Records from a collection
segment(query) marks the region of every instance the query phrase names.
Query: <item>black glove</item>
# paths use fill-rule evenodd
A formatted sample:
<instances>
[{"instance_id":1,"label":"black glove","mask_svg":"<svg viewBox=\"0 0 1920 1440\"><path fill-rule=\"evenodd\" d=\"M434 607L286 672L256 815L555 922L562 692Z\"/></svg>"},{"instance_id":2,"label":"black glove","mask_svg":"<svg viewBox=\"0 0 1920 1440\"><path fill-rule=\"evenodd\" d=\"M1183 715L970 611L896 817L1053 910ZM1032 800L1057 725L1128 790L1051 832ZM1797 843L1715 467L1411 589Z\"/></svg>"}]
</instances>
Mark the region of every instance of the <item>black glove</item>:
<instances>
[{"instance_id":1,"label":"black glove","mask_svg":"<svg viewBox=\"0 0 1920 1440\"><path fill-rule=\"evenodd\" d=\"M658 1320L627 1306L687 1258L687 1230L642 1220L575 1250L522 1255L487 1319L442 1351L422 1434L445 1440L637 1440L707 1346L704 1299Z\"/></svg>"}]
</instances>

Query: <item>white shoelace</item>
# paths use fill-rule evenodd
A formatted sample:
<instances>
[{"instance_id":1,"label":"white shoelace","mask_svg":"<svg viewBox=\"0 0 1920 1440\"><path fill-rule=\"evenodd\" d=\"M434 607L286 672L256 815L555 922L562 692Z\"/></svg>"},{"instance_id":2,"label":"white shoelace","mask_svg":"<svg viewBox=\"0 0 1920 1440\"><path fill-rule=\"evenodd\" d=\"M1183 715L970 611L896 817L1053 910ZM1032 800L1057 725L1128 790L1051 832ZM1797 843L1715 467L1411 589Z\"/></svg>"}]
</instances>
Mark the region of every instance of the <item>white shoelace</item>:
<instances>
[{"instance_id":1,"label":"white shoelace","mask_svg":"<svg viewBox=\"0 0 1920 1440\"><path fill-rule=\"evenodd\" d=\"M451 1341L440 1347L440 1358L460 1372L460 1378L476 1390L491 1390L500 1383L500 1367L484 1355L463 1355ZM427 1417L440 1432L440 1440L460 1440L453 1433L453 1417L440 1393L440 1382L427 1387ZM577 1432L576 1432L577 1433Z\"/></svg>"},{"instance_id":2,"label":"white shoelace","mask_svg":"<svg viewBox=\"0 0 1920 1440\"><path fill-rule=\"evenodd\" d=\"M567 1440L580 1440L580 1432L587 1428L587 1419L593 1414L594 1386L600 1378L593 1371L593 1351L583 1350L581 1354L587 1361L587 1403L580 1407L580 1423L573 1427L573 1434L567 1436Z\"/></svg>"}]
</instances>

> _WHAT IS NEEDED_:
Copy out exactly the lines that run from the one holding "Query: <item>white shoelace</item>" through the end of the data above.

> _FINISHED TASK_:
Query: <item>white shoelace</item>
# paths use fill-rule evenodd
A formatted sample:
<instances>
[{"instance_id":1,"label":"white shoelace","mask_svg":"<svg viewBox=\"0 0 1920 1440\"><path fill-rule=\"evenodd\" d=\"M434 607L286 672L256 815L555 922L562 692Z\"/></svg>"},{"instance_id":2,"label":"white shoelace","mask_svg":"<svg viewBox=\"0 0 1920 1440\"><path fill-rule=\"evenodd\" d=\"M1183 715L970 611L896 817L1053 910ZM1032 800L1057 725L1128 790L1051 832ZM1797 843L1715 467L1411 589Z\"/></svg>"}]
</instances>
Mark the region of every instance of the <item>white shoelace</item>:
<instances>
[{"instance_id":1,"label":"white shoelace","mask_svg":"<svg viewBox=\"0 0 1920 1440\"><path fill-rule=\"evenodd\" d=\"M451 1341L440 1347L440 1358L460 1372L460 1378L476 1390L491 1390L500 1383L500 1367L484 1355L463 1355ZM427 1417L440 1432L440 1440L460 1440L453 1433L453 1417L440 1393L440 1382L427 1387ZM577 1432L576 1432L577 1433Z\"/></svg>"},{"instance_id":2,"label":"white shoelace","mask_svg":"<svg viewBox=\"0 0 1920 1440\"><path fill-rule=\"evenodd\" d=\"M567 1440L580 1440L580 1432L587 1428L587 1419L593 1414L594 1386L600 1378L593 1371L593 1351L583 1350L581 1354L587 1361L587 1403L580 1407L580 1423L573 1427L573 1434L567 1436Z\"/></svg>"}]
</instances>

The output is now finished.